>> start DATA IN THIS EXERCISE

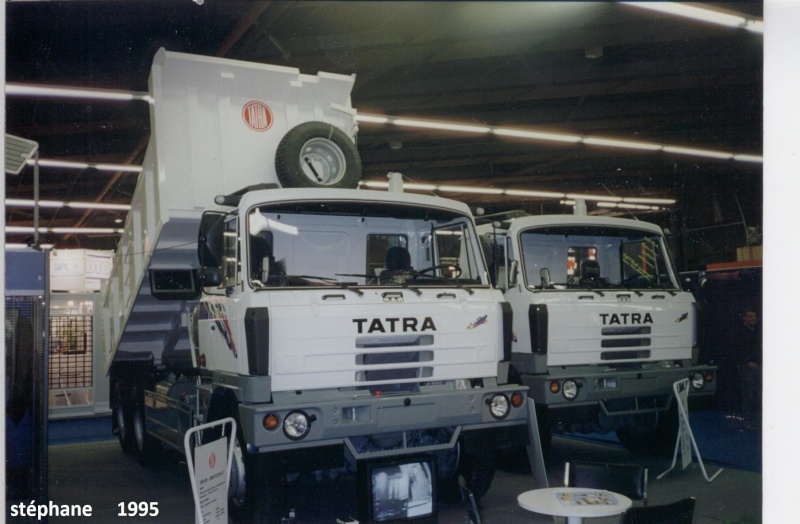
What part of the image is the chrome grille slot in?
[356,335,433,348]
[601,326,651,336]
[600,349,650,360]
[600,338,650,348]
[356,351,433,366]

>> end DATA IN THIS EXERCISE

#### TASK TO CARRY OUT:
Return the items above line for line, unchanged, but leave out the pictures.

#### TASK SOLUTION:
What part of the image is the chrome grille slot in?
[356,335,433,348]
[601,326,651,336]
[600,349,650,360]
[600,338,650,348]
[356,351,433,366]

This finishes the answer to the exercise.